[DIRECTIVE] Find each line in the rows below that contains the word "shirt", matching case exactly, and copy every such line in full.

[Coordinate annotation entries]

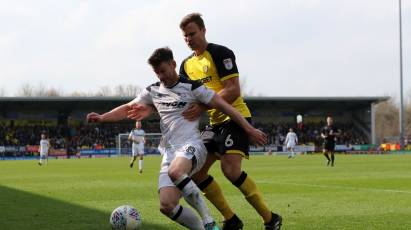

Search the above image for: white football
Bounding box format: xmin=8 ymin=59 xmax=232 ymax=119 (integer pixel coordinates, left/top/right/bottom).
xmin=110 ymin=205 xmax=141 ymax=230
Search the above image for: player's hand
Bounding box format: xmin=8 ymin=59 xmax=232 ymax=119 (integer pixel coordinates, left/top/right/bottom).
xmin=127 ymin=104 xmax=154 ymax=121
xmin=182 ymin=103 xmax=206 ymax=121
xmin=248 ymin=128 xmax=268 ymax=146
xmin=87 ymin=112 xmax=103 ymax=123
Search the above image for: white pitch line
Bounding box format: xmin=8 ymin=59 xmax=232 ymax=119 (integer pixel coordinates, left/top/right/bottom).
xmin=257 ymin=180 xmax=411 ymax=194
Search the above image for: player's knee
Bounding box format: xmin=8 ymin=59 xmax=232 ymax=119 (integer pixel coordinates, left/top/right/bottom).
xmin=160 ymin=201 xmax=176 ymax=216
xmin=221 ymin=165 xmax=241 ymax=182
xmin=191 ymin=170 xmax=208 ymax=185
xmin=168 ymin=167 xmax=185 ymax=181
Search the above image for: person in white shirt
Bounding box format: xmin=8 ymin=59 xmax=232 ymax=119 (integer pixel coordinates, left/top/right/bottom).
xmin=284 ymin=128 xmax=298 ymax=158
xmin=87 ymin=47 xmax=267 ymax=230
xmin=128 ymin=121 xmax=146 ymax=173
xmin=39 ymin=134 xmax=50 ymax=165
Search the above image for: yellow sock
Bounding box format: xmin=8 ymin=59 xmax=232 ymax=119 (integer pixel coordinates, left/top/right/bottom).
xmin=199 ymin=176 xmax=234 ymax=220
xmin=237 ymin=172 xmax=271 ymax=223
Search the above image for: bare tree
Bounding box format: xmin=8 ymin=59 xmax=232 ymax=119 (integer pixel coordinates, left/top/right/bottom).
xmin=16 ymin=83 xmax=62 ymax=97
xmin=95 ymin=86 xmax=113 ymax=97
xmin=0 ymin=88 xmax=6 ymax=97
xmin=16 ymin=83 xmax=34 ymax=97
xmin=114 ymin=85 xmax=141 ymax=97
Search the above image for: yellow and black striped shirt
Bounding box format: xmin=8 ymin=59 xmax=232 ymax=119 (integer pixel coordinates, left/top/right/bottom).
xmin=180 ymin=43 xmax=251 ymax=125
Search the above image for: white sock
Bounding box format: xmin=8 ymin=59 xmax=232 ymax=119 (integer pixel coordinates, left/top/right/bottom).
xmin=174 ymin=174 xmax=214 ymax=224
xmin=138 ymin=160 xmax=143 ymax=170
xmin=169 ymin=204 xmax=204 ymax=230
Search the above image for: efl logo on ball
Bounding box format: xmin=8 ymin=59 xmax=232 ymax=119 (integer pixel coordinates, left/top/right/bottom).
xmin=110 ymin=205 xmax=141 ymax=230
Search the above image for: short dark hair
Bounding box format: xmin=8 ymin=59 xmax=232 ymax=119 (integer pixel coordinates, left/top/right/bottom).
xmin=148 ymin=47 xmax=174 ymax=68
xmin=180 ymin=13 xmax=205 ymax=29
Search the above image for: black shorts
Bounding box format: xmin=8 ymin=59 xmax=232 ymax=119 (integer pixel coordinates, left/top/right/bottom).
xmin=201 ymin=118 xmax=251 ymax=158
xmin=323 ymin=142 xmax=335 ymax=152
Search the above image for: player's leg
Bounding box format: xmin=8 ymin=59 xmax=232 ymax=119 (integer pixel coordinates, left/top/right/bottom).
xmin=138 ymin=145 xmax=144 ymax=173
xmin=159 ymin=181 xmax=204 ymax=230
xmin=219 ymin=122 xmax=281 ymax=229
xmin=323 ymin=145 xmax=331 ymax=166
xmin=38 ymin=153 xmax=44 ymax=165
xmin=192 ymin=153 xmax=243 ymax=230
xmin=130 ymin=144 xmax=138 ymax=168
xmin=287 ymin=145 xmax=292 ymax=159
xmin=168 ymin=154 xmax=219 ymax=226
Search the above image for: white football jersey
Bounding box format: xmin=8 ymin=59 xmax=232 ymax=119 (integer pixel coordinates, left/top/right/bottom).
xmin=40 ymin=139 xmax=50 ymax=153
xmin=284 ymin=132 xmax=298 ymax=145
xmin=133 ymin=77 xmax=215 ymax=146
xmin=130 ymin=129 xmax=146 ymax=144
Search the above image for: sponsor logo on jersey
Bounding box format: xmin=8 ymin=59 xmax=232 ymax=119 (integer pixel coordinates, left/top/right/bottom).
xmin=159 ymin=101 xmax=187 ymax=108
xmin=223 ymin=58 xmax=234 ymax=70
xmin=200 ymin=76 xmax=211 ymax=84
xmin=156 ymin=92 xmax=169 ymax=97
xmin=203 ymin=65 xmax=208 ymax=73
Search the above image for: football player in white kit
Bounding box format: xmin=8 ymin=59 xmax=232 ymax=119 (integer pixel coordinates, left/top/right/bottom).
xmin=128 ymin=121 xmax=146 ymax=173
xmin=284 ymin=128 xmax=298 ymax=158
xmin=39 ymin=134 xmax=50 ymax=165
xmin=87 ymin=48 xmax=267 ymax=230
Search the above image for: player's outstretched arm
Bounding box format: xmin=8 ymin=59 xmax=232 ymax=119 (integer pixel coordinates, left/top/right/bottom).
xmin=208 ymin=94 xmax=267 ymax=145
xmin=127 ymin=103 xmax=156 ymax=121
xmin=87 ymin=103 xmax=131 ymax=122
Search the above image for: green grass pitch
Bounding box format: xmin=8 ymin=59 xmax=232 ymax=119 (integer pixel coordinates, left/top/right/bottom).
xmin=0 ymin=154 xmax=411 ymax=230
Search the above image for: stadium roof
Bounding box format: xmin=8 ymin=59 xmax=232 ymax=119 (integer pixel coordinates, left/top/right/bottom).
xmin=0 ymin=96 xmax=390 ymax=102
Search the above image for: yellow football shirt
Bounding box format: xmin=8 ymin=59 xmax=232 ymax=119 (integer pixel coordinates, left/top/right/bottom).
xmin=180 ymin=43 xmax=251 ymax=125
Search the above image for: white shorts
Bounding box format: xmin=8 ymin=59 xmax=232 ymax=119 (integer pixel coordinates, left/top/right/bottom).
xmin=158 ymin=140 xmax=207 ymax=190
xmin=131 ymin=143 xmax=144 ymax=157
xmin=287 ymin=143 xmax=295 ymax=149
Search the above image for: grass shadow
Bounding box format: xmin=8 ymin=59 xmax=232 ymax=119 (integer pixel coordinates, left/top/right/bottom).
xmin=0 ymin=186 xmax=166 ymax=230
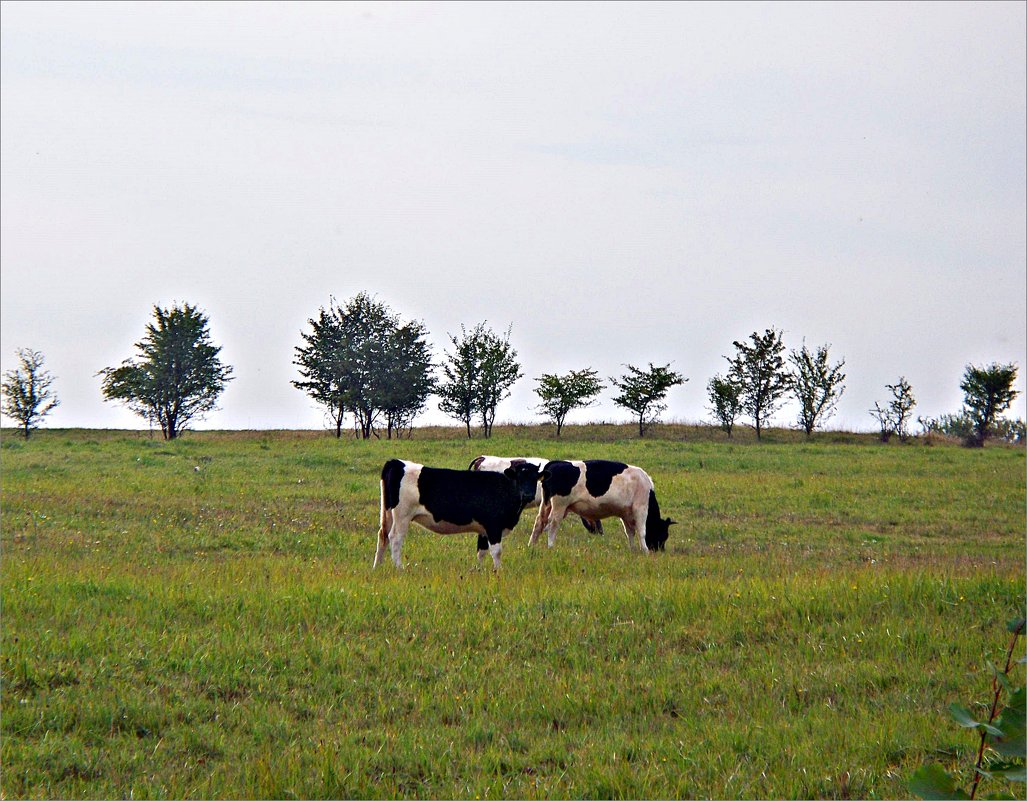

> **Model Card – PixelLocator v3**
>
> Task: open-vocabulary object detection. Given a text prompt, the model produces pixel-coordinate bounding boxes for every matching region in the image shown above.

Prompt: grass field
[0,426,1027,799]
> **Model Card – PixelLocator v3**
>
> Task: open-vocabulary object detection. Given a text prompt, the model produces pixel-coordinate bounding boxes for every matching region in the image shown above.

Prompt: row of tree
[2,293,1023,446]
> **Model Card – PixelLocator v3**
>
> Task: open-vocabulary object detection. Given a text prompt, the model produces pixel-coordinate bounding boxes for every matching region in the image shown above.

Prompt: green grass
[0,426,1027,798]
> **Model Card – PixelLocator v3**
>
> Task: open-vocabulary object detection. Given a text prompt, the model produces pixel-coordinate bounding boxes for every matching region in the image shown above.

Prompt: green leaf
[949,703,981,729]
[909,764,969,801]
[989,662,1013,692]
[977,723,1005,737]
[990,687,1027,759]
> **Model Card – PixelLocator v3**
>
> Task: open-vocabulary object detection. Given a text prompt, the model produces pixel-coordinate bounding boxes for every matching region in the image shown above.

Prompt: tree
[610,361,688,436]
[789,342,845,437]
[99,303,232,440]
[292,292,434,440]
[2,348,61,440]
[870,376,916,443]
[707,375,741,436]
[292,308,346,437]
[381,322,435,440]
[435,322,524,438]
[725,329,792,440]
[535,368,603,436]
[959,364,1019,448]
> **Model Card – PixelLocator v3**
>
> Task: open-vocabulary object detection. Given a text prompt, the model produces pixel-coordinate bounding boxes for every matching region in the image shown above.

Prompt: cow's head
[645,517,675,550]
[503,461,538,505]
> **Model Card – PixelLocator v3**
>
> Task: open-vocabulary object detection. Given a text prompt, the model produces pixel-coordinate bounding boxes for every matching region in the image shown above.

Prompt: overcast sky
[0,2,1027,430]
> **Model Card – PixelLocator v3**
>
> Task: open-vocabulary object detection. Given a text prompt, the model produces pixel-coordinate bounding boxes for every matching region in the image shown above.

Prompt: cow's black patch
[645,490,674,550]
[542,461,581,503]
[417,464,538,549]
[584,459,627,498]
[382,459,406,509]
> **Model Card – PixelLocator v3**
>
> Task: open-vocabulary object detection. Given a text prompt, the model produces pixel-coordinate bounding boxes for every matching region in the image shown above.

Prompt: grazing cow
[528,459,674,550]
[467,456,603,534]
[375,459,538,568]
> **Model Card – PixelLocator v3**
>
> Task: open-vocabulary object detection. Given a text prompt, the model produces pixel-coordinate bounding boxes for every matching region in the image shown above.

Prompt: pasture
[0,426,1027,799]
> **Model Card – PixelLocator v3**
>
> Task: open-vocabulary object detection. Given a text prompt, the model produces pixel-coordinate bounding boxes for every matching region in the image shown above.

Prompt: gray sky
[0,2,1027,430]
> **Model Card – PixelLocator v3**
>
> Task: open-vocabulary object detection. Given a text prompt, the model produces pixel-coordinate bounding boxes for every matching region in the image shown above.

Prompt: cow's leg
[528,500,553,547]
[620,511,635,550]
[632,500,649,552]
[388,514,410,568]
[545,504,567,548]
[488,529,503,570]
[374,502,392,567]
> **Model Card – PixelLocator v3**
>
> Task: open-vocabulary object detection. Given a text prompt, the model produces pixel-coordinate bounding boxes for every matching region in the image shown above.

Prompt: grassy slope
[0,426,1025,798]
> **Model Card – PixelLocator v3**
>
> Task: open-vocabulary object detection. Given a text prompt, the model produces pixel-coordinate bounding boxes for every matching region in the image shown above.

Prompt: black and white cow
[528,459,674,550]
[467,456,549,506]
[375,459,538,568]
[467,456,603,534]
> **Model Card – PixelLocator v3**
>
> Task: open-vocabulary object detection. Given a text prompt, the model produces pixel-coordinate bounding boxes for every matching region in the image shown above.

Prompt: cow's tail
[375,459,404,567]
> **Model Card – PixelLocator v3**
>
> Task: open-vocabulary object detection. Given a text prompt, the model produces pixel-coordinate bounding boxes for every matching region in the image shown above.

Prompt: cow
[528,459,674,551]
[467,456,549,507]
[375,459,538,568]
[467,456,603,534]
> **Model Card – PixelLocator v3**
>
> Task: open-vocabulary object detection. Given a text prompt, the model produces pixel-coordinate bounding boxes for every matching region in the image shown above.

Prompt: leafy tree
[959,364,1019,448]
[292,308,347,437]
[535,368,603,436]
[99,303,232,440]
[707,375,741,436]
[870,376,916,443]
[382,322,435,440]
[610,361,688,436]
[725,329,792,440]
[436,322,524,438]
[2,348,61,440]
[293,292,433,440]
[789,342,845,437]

[ANSWER FOR THE TASK]
Search the above image for: person in white shirt
Search the above image for: yellow and black striped shirt
Search the above image for: yellow football shirt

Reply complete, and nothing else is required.